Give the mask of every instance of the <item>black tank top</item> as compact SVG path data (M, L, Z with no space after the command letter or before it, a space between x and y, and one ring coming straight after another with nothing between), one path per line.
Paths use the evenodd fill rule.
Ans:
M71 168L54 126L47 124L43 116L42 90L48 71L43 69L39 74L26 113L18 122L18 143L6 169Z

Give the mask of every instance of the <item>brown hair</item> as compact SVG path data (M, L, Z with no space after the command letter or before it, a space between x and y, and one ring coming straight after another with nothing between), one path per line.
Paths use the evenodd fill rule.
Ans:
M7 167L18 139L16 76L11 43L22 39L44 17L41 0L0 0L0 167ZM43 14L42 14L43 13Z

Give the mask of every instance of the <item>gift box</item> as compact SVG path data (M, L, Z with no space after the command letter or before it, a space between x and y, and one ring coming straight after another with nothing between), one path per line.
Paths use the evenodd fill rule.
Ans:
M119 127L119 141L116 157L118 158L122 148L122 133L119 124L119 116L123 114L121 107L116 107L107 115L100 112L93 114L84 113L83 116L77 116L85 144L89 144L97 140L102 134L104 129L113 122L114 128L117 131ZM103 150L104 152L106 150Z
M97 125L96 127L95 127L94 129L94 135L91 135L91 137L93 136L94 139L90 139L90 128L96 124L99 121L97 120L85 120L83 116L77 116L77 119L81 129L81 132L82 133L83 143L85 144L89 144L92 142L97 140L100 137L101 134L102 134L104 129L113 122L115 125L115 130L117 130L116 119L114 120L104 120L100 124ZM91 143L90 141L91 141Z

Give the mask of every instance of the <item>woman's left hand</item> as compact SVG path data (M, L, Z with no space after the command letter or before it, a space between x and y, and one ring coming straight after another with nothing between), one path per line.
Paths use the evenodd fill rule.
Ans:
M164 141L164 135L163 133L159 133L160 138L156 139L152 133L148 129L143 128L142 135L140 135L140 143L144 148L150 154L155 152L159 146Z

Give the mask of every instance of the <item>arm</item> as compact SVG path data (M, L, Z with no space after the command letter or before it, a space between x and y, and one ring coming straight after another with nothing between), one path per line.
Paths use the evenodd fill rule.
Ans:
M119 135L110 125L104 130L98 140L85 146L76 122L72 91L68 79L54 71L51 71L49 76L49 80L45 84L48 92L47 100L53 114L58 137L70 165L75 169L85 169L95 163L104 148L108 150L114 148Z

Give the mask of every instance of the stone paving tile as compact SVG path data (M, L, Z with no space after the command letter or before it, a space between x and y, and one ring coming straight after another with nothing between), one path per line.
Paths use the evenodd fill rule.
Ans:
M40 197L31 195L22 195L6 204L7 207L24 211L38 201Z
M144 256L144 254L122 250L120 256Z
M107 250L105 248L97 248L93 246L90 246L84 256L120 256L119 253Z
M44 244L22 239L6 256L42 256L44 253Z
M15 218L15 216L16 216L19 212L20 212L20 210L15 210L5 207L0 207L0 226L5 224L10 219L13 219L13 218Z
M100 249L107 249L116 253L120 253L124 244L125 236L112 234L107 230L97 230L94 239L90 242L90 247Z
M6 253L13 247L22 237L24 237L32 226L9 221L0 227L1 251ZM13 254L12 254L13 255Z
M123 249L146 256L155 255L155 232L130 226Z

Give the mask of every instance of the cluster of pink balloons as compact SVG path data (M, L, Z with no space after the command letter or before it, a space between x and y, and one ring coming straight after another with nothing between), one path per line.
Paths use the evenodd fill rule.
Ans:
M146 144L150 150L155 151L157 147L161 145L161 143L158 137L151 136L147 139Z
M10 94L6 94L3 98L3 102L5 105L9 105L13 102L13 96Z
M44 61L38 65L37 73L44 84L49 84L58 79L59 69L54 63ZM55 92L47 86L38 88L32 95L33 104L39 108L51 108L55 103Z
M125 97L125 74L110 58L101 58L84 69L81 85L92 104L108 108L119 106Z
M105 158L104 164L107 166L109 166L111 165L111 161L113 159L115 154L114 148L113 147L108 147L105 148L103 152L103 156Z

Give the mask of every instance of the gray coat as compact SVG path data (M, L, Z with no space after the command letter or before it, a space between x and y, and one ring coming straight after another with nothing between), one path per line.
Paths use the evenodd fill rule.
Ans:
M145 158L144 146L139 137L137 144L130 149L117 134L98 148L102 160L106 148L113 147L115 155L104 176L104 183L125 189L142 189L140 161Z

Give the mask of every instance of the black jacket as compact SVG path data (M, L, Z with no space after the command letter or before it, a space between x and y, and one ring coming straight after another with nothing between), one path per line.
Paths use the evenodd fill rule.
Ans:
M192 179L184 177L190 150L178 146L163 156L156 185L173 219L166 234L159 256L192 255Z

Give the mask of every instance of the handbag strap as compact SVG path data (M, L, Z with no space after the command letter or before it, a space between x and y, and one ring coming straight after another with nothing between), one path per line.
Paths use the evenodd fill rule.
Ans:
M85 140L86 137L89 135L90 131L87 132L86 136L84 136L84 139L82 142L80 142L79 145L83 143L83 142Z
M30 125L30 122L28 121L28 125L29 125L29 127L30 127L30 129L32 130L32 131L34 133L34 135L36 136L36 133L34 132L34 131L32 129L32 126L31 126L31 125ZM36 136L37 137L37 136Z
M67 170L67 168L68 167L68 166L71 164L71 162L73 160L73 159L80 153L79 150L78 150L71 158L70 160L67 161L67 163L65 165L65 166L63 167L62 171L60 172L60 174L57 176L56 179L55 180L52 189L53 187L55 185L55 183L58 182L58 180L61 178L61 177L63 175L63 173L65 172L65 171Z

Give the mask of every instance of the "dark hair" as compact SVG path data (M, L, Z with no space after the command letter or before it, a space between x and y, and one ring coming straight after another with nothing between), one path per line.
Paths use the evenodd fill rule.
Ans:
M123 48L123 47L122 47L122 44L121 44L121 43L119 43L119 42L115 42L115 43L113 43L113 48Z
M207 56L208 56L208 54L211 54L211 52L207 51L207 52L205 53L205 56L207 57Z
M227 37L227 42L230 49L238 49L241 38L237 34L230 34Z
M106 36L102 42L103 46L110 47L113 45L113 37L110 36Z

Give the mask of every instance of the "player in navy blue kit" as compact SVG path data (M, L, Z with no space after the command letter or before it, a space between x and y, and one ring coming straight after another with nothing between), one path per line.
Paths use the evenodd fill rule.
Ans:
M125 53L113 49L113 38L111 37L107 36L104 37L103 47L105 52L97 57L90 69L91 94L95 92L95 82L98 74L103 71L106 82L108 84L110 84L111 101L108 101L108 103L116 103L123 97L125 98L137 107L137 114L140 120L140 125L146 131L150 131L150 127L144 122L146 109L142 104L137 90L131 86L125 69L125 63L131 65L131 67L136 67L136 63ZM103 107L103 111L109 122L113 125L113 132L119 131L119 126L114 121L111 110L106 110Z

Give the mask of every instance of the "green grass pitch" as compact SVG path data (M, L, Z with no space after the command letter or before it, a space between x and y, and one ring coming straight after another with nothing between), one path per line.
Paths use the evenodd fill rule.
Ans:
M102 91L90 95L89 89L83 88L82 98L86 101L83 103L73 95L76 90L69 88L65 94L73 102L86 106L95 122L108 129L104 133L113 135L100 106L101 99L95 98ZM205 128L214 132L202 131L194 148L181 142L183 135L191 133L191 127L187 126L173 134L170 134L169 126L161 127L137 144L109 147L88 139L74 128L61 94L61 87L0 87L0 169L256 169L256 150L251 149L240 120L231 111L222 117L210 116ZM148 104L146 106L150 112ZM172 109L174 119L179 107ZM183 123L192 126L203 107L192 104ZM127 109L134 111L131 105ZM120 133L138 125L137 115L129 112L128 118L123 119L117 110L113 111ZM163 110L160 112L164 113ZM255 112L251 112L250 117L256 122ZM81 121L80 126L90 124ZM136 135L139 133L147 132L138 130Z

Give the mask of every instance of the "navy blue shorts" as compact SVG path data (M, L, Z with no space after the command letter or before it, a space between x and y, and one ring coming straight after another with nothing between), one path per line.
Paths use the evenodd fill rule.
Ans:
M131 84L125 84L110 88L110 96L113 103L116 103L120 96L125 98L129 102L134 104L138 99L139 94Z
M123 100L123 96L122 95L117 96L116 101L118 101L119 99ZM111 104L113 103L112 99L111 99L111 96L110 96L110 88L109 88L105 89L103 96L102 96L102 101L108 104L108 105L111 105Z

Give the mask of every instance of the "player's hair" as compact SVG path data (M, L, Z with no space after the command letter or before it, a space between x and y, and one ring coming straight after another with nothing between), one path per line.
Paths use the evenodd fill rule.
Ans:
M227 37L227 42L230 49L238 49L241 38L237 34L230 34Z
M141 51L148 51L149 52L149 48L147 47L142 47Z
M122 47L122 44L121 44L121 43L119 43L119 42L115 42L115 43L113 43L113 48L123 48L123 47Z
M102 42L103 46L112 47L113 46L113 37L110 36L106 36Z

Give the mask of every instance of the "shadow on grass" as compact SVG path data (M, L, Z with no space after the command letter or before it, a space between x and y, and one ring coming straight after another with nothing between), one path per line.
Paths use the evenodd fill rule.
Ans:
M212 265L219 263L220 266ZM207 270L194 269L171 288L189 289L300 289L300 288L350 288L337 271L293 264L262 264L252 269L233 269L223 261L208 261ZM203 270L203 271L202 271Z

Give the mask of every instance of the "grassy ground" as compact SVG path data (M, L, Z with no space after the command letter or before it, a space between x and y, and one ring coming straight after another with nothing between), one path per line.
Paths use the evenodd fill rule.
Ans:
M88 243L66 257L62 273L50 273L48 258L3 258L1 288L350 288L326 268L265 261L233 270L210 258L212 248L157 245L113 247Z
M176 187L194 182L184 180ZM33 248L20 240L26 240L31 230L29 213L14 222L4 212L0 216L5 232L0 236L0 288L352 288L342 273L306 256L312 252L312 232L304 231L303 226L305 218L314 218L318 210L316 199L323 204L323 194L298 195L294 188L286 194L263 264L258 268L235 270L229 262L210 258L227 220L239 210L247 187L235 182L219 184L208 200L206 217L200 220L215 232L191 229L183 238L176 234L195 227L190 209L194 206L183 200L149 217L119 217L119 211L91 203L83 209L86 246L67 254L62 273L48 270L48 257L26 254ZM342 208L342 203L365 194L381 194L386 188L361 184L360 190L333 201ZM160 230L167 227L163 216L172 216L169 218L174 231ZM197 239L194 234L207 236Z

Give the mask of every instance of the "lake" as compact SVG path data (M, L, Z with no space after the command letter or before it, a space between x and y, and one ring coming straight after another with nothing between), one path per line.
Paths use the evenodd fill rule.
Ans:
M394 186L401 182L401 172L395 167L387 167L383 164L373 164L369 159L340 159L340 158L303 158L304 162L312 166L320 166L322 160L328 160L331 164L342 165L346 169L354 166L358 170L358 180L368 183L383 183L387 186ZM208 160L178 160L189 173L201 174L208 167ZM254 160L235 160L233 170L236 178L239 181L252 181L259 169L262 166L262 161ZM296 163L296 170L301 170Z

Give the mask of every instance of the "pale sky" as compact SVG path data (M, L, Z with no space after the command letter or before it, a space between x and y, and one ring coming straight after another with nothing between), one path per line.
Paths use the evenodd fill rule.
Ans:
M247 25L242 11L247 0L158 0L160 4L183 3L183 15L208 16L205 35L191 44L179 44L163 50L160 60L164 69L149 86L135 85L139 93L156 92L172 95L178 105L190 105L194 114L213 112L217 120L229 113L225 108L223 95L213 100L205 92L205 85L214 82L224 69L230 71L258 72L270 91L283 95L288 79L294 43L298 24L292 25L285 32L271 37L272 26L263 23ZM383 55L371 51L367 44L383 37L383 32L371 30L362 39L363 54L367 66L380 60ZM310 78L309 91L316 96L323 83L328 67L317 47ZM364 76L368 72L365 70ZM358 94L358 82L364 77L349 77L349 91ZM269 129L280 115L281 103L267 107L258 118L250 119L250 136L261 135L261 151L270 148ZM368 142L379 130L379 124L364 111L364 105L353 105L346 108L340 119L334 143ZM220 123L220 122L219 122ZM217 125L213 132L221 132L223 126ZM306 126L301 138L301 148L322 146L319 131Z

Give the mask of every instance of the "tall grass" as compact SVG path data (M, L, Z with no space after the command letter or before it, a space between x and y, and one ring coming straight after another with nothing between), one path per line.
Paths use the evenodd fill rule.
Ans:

Task directions:
Format as a Markdown table the lines from the one containing "Give the mask of every instance of the gray" through the one containing "M67 170L67 168L68", both included, with columns headed Number and Entry. Put each line's row number under Number and the line itself under Entry, and omit blank lines.

Answer to the exercise:
| Number | Entry |
|---|---|
| 1 | Give the mask of every instance of the gray coat as compact SVG path data (M, L, Z with no space after the command letter or before it, a space between x and y, and one ring coming straight after another with nothing between), one path per line. |
| 2 | Paths use the evenodd fill rule. |
| 3 | Ans: |
| 4 | M145 158L144 146L139 137L137 144L130 149L117 134L98 148L102 160L106 148L113 147L115 155L104 176L104 183L125 189L142 189L140 161Z |
| 5 | Give the mask of every instance of the black jacket as compact SVG path data (M, L, Z with no space after the command letter or before it, a space between x and y, and one ring coming straight after another with nothing between), one path per line. |
| 6 | Paths use the evenodd fill rule. |
| 7 | Ans: |
| 8 | M192 179L184 177L190 150L178 146L163 156L156 185L173 219L166 234L159 256L192 255Z |
| 9 | Give the mask of every instance of the handbag strap as compact SVG path data (M, L, Z with no space after the command letter or before it, a space between x and y, and one ring coming straight after another with nothing between), one path per line. |
| 10 | Paths use the evenodd fill rule. |
| 11 | Ans: |
| 12 | M85 140L86 137L89 135L90 131L87 132L86 136L84 136L84 139L82 142L80 142L79 145L83 143L83 142Z |
| 13 | M30 125L30 122L28 121L28 125L29 125L29 127L30 127L30 129L32 130L32 131L34 133L34 135L36 136L36 133L34 132L34 131L32 129L32 126L31 126L31 125ZM36 136L37 137L37 136Z |
| 14 | M67 170L67 168L68 167L68 166L71 164L71 162L73 160L73 159L80 153L79 150L78 150L71 158L70 160L67 161L67 163L65 165L65 166L63 167L62 171L60 172L60 174L57 176L56 179L55 180L52 189L53 187L55 185L55 183L58 182L58 180L61 178L61 177L63 175L63 173L65 172L65 171Z |